Text under study:
★ ★ ★ ★
/ 31 July 2013

Khaya Dlanga: Power and sex – 50 shades of grey area

Zwelinzima Vavi.
Zwelinzima Vavi. (Gallo)

For something so pleasurable, sex can be pretty dangerous – no matter how brief it is. Ask Zwelinzima Vavi. It was a brief encounter, according to him, but it is likely to cause him many months of terror. For many of us, when we see the Cosatu general secretary, we will think of only one thing. Hopefully it will blow over. 

In an interview with the New York Times in March 12 1944, Albert Einstein said: "With fame I become more and more stupid, which of course is a very common phenomenon." 

The stupidity that Einstein spoke about is not that he became any dumber, it's just that the personal decisions he made around a comment he made about Americans became very controversial and offended his new adoptive homeland. I believe that Einstein was talking about the fact that famous people seem to think rules that apply to everyone else don't apply to them. Time and time again they are right; people let them get away with a little more than they will allow others. However, when they fail, the standards they are held up to are also higher than those ordinary people are held up to. 

It's very likely that someone could have been watching the news about Vavi having sex with another woman who isn't his wife, commenting on it and judging him – while lying in bed with his side-chick. 

There are few things worse than having to come face to face with one's own moral failures, if you have a conscience. It must be worse still when the public sees your moral failings. We like to justify our shortcomings to ourselves – why they are not really failures. Yet if someone does the exact same thing we have done, we are quick to point out their flaws. This is not to say that society must now be blind to what we know and generally agree is wrong. There is a general agreement in society that sleeping with someone else while you are married is wrong. That is what the general secretary did.
★ ★ ★ ★
Given records:
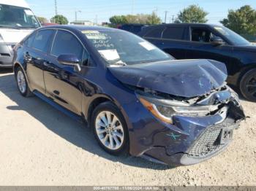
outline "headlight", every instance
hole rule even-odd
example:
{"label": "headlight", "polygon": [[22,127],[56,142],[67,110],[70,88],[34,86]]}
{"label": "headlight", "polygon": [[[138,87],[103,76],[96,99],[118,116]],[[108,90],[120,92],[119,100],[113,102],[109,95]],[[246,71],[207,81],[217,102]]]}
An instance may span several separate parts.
★ ★ ★ ★
Task details: Reproduce word for word the passage of the column on Vavi and sex that starts with "It's very likely" and goes on through "the general secretary did.".

Task answer:
It's very likely that someone could have been watching the news about Vavi having sex with another woman who isn't his wife, commenting on it and judging him – while lying in bed with his side-chick. 

There are few things worse than having to come face to face with one's own moral failures, if you have a conscience. It must be worse still when the public sees your moral failings. We like to justify our shortcomings to ourselves – why they are not really failures. Yet if someone does the exact same thing we have done, we are quick to point out their flaws. This is not to say that society must now be blind to what we know and generally agree is wrong. There is a general agreement in society that sleeping with someone else while you are married is wrong. That is what the general secretary did.